[BEGIN Source text]

Shelagh: I’d like to talk about the hyper sexualization of our culture for a moment. What is it like to grow up in a culture that is so hypersexualized?

Gracie: There are two things that jump to my head right away. One side of it views it as being more sexually liberating. Sex is talked about more and that’s a good thing.

Shelagh: Right.

Gracie: But I also think that it's not really liberating. Because you're exposed to so much media telling you how you're supposed to be, or how you're supposed to look, or how you're supposed to be desired more than ever before.

You see too much for your own good.

Even if we go directly to the example of pornography. Porn is so vast and so easy to access. There are a lot of issues with porn and young men. I think it really boils down to: there’s too much. You're able to see more than you need to see, or more than you even wanted to see. And you get out of touch with your imagination.

Shelagh: Because your imagination becomes everything that you've seen?

Gracie: Yes. And that’s not actually at the core of what you want. What you want is what you can imagine without knowing anything, and that’s precious. Being able to have a fantasy about something from nothing you've ever seen is almost impossible now. Because you see everything all the time. Every fantasy actually derives from something and that's really sad.

Being able to have a fantasy about something from nothing you've ever seen is almost impossible now.

The ability to tap into what you truly desire is really difficult when you're always exposed to ideas of what you could want.

Shelagh: Hmmm… all of a sudden you're on Instagram, and you're desiring something…

Gracie: But you don’t really desire it. And it's the same thing with sexuality.

[END Source text]

> Short problem:
Copy the interview from "Gracie: There are" up to and including "than ever before.", substituting "freeing" for every instance of "liberating". The data after this point are separate from the interview.

[BEGIN Listing]

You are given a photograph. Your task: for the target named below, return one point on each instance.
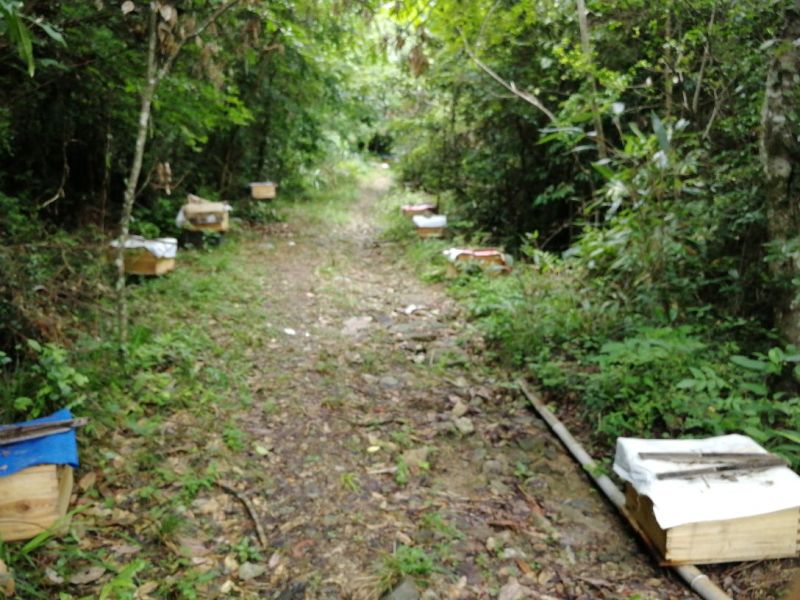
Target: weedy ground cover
(624, 372)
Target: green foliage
(50, 383)
(406, 561)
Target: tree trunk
(133, 179)
(583, 23)
(780, 153)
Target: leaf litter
(355, 469)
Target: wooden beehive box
(711, 500)
(430, 226)
(772, 535)
(201, 215)
(491, 260)
(426, 232)
(34, 500)
(263, 190)
(138, 261)
(411, 210)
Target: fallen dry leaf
(87, 575)
(87, 481)
(7, 584)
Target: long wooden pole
(695, 579)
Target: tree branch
(528, 97)
(165, 68)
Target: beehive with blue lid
(36, 475)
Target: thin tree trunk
(155, 74)
(133, 178)
(780, 153)
(668, 64)
(583, 23)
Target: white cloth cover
(452, 254)
(710, 497)
(432, 222)
(181, 221)
(160, 247)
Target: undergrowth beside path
(609, 372)
(300, 376)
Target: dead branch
(248, 504)
(527, 96)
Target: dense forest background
(638, 157)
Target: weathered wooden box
(139, 261)
(263, 190)
(34, 500)
(148, 257)
(425, 232)
(430, 226)
(710, 500)
(202, 215)
(491, 260)
(772, 535)
(411, 210)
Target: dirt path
(376, 430)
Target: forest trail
(376, 429)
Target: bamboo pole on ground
(694, 578)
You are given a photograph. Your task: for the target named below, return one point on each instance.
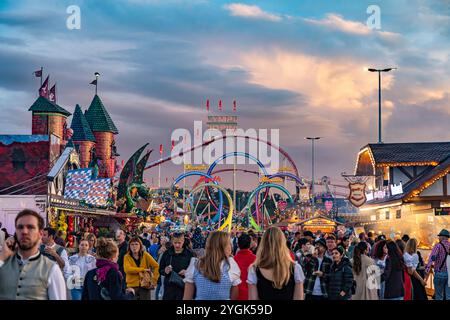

[END Listing]

> Response to this task:
Gracie: There are two things that jump to my head right away. One side of it views it as being more sexually freeing. Sex is talked about more and that’s a good thing.

Shelagh: Right.

Gracie: But I also think that it's not really freeing. Because you're exposed to so much media telling you how you're supposed to be, or how you're supposed to look, or how you're supposed to be desired more than ever before.